**WRITTEN REQUEST**:
Please count the lines in the entries below that contain the string "blurred", where case counts. Give only the number.

--- begin INFORMATION GIVEN ---

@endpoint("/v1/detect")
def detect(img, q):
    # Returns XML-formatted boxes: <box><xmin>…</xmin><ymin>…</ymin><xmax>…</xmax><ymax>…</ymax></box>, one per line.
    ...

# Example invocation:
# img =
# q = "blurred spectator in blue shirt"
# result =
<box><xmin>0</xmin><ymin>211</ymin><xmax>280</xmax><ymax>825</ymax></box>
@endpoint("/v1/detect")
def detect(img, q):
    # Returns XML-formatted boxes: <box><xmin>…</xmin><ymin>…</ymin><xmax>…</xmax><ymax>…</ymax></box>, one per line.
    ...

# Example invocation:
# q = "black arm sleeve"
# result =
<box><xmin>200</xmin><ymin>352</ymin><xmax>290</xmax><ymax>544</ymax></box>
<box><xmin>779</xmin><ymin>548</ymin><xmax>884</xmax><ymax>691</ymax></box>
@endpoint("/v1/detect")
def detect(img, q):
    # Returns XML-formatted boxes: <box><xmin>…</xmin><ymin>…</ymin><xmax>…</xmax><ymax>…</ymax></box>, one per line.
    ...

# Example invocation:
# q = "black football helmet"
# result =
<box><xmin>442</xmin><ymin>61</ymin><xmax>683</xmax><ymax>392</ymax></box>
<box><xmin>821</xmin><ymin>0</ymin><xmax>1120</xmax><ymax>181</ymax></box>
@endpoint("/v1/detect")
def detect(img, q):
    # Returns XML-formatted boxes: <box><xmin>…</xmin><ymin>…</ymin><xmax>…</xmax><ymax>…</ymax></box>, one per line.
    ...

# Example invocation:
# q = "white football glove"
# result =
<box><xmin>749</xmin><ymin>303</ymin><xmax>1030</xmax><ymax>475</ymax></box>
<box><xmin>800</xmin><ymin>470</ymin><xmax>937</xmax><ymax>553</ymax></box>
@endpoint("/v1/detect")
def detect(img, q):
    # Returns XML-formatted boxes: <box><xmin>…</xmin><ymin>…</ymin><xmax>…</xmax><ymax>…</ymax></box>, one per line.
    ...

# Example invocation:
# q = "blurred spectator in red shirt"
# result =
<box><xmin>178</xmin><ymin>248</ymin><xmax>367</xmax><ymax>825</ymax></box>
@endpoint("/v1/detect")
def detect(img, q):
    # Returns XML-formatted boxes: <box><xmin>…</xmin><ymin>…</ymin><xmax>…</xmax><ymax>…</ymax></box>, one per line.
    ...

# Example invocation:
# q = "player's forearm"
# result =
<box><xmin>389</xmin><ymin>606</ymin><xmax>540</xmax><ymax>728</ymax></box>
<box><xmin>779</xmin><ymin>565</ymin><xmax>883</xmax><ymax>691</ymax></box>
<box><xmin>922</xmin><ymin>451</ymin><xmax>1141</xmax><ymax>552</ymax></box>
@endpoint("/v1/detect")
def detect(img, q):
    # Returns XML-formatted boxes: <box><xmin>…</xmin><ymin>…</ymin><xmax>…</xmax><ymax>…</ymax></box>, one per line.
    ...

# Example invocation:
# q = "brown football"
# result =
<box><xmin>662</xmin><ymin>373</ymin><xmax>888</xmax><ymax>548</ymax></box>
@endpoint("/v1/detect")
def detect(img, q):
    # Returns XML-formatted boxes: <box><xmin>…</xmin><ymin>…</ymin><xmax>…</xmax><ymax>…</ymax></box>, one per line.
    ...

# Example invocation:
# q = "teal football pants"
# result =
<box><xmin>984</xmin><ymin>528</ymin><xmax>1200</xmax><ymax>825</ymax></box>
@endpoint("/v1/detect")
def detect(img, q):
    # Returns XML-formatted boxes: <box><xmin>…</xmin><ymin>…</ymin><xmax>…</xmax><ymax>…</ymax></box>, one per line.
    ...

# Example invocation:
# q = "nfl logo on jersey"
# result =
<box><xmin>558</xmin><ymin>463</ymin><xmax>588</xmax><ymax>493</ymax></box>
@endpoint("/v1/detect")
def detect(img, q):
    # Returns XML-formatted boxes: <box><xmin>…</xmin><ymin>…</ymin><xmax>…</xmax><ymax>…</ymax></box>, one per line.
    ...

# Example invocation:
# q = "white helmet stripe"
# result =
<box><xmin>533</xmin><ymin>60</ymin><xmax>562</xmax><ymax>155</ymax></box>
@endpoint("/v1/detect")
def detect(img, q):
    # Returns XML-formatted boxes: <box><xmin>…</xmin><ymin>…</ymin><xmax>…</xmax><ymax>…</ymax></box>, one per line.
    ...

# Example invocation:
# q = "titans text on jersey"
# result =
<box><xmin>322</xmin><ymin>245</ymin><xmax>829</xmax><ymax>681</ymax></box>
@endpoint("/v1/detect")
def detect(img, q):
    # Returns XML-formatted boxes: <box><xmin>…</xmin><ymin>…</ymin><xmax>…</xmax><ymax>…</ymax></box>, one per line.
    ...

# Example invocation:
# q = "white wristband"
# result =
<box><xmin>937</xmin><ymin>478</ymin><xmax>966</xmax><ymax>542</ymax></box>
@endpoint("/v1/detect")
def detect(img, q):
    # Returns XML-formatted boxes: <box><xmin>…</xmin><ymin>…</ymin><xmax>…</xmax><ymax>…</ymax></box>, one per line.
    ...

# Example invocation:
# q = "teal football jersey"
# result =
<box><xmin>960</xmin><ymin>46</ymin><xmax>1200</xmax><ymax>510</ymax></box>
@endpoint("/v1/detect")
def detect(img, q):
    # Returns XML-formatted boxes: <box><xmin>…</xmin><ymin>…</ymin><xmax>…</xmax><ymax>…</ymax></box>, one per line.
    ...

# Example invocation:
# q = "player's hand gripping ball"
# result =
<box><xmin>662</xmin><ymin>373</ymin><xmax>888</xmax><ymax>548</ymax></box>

--- end INFORMATION GIVEN ---

**RESPONSE**:
2